Extracted records
○ ○ ○ ○
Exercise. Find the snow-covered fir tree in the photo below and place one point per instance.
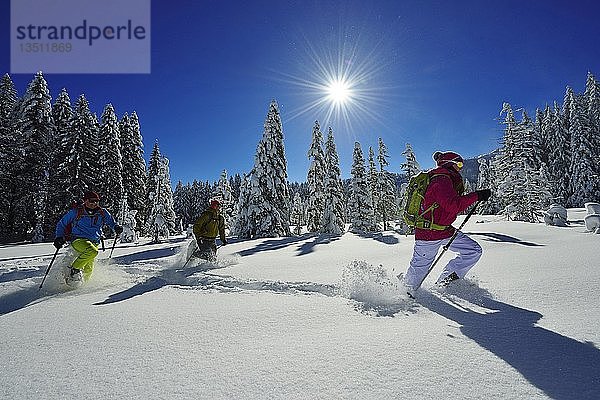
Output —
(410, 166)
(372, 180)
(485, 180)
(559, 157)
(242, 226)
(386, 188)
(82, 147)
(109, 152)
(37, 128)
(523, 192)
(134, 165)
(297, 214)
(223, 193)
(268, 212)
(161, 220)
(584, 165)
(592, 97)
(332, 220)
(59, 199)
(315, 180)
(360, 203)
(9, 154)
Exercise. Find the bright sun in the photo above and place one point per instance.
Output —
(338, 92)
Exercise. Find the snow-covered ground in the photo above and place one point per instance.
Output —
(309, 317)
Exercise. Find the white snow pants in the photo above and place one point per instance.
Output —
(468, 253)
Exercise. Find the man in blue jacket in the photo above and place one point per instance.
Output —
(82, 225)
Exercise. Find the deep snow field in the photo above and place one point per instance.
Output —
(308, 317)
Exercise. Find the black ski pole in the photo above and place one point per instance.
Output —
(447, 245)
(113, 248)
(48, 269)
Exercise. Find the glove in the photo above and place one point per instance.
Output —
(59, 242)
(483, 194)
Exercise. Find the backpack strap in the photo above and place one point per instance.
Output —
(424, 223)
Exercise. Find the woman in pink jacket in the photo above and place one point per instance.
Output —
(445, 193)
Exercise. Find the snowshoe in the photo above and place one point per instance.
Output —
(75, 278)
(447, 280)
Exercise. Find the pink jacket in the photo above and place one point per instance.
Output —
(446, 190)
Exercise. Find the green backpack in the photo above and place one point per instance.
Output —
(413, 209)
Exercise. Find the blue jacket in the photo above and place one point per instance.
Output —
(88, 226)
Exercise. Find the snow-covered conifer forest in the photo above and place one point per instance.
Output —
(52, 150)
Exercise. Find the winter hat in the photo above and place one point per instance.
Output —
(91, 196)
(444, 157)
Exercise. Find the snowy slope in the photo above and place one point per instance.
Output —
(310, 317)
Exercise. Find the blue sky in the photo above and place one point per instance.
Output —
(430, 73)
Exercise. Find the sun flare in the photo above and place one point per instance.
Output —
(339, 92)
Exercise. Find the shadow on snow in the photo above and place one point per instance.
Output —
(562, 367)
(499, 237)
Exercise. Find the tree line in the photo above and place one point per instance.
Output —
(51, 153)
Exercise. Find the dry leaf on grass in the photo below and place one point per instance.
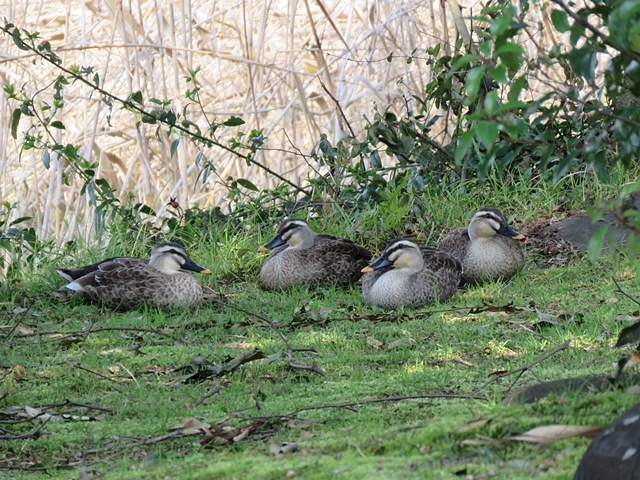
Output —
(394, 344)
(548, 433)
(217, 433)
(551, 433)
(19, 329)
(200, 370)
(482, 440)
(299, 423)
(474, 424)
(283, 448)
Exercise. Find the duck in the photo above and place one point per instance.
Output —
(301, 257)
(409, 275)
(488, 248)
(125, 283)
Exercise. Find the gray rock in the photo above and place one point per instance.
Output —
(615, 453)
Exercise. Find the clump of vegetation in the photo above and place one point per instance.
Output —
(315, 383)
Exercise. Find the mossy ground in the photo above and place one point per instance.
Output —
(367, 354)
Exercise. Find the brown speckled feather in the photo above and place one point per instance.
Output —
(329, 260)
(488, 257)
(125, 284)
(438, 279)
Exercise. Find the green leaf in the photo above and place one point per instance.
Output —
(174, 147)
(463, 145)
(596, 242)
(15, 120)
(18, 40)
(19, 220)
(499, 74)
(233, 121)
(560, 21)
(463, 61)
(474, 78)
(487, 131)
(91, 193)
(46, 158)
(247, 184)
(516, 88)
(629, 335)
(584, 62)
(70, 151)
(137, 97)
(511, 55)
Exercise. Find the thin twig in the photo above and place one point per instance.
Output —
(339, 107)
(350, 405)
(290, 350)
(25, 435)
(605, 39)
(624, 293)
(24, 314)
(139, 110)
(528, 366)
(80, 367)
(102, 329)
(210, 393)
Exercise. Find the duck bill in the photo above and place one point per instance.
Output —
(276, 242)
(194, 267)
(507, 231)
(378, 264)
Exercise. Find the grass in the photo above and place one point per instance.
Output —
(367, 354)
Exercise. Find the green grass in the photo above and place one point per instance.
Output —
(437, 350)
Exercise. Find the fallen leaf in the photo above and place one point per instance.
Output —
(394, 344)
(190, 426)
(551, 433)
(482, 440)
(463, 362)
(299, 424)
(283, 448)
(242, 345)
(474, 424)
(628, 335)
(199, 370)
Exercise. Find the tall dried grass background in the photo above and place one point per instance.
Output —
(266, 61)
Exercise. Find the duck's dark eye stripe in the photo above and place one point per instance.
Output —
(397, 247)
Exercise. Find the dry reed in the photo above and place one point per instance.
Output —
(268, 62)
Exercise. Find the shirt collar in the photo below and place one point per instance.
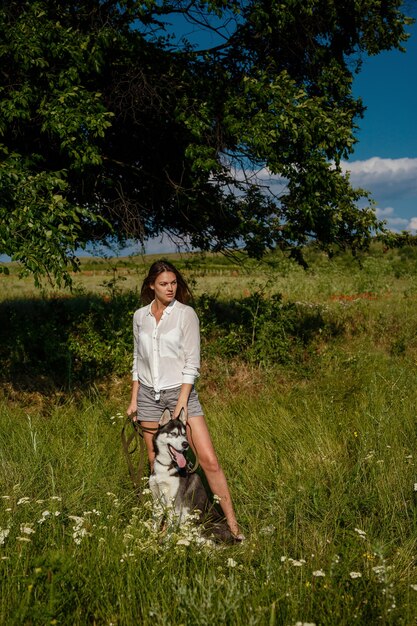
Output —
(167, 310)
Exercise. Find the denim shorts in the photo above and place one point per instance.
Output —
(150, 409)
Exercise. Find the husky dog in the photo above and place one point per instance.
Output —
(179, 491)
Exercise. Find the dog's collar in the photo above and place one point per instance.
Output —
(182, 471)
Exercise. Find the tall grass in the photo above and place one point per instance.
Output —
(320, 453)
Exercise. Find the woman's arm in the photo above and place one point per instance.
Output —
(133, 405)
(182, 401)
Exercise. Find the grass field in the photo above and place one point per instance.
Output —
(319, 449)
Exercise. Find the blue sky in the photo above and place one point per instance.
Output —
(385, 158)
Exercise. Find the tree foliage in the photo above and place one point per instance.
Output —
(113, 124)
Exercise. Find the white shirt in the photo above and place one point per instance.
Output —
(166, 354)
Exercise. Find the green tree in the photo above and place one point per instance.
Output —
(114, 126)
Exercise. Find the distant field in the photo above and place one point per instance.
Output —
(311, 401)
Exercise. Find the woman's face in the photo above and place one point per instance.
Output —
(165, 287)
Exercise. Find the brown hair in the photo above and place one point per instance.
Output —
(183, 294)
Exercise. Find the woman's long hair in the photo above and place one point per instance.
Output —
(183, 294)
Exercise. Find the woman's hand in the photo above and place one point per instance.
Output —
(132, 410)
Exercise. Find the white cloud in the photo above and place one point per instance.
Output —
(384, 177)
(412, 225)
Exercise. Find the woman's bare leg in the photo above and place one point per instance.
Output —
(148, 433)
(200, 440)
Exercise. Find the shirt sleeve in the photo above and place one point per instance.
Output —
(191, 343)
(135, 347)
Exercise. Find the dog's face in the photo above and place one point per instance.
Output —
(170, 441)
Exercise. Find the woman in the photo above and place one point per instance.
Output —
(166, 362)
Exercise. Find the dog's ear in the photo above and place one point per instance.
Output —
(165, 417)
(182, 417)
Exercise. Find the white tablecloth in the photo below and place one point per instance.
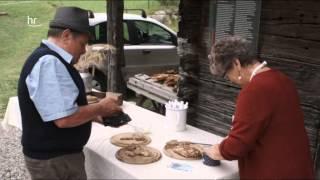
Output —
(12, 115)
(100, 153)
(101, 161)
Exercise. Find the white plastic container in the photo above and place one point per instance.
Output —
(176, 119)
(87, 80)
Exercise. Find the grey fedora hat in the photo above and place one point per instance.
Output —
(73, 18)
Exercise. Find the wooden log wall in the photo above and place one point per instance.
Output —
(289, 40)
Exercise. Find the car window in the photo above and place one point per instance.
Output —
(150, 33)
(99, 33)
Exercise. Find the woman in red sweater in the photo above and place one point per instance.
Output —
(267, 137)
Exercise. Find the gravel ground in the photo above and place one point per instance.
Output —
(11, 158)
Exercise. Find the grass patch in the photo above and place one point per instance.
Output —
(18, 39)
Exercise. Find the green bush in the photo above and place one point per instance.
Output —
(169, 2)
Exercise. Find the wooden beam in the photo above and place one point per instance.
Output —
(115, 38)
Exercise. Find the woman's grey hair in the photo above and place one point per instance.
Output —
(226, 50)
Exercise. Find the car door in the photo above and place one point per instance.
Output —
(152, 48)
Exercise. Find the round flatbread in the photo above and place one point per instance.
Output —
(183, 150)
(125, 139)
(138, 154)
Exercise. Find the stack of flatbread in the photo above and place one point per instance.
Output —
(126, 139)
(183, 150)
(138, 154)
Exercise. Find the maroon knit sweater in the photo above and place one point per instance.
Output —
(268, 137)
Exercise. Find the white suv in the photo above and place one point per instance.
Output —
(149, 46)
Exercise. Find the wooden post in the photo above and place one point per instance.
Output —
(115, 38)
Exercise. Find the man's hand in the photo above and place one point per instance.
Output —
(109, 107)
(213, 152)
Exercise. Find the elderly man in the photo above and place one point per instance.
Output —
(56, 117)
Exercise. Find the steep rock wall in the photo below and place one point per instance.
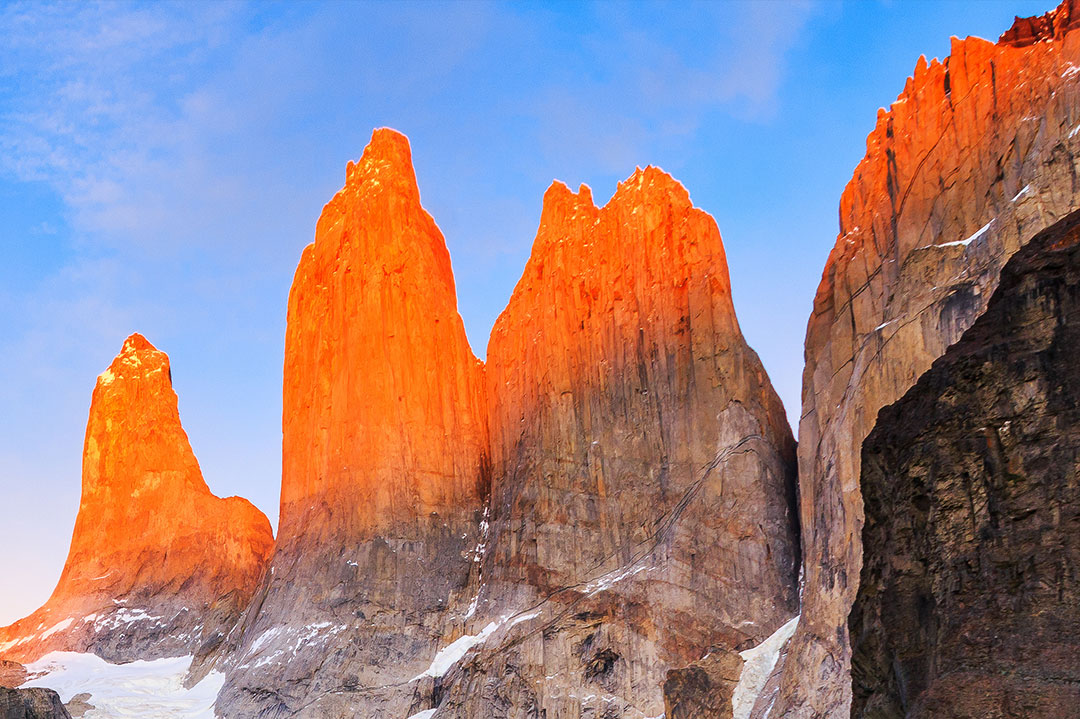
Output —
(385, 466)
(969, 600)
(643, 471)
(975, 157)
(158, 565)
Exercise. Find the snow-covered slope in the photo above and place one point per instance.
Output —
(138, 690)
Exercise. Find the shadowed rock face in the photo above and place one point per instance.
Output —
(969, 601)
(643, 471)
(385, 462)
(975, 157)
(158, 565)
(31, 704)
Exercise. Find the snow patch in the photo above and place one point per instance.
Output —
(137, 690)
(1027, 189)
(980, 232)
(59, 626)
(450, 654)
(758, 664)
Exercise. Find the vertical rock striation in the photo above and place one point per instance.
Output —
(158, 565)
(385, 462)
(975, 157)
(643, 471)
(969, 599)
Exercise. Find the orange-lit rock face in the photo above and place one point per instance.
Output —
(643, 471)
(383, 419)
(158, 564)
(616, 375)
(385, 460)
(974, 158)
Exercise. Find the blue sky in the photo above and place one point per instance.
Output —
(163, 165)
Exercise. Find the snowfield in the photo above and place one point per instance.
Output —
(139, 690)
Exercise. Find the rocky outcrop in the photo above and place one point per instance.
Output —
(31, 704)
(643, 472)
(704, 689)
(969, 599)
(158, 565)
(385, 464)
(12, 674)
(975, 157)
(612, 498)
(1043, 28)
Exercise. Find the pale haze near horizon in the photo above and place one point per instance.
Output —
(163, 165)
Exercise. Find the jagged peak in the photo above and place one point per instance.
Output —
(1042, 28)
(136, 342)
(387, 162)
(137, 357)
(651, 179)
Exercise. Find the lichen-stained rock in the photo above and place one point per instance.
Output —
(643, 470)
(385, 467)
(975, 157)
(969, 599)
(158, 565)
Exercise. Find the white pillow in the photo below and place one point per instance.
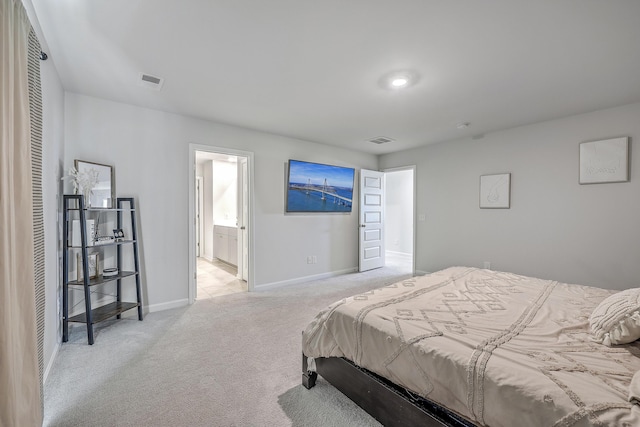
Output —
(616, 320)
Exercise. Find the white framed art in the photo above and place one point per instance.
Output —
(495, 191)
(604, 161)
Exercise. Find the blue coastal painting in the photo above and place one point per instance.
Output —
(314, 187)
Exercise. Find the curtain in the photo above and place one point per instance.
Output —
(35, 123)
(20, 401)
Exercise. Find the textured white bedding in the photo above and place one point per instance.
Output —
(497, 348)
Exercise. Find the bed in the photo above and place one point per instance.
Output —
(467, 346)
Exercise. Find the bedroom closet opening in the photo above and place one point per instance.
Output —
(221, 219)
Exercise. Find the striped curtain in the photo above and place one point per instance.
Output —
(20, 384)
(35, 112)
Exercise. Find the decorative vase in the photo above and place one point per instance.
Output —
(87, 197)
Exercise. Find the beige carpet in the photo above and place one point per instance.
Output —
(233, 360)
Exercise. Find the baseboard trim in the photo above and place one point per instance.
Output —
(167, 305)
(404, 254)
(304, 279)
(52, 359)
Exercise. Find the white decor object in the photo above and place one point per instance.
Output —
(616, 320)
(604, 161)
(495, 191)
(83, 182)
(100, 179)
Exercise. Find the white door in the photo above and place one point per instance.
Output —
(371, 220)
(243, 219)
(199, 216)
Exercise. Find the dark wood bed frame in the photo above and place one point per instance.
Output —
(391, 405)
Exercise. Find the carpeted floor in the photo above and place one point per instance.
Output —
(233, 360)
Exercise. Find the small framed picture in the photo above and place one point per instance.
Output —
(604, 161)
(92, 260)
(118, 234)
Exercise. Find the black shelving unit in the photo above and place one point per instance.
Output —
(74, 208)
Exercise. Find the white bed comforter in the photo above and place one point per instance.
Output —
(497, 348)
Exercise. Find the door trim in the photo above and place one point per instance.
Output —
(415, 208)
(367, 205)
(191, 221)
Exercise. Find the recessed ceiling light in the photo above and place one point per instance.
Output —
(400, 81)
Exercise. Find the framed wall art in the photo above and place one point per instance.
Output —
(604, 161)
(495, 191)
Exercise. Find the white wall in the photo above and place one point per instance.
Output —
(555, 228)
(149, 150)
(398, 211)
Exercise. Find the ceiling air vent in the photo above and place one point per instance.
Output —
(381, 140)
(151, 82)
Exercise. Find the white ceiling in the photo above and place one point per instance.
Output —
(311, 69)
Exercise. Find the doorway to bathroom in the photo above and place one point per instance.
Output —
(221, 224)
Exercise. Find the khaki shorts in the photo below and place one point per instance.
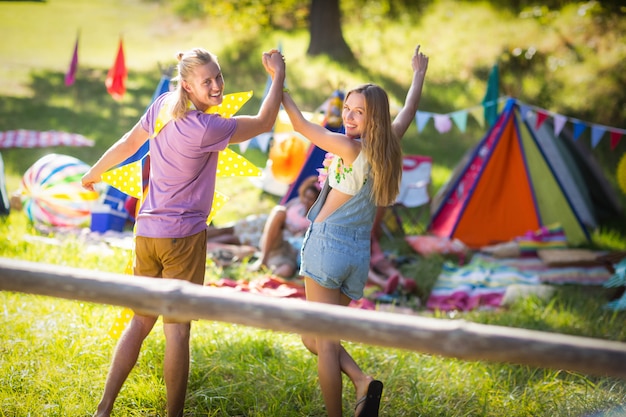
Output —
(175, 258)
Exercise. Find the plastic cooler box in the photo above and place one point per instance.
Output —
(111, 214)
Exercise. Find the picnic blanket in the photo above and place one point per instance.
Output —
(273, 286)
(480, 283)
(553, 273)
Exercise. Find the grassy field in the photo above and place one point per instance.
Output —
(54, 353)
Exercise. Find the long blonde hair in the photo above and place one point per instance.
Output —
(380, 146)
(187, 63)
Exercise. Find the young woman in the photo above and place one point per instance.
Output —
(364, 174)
○ ○ ○ ○
> **TASK DESCRIPTION**:
For each line of the entries that holds the word "hand", pull that line out.

> **REPLY TO THE EXERCISE**:
Exercise. Find the woman's hand in the photo above and place one point per instance.
Exercise. Find the man's hand in the photo above and place one point per instance.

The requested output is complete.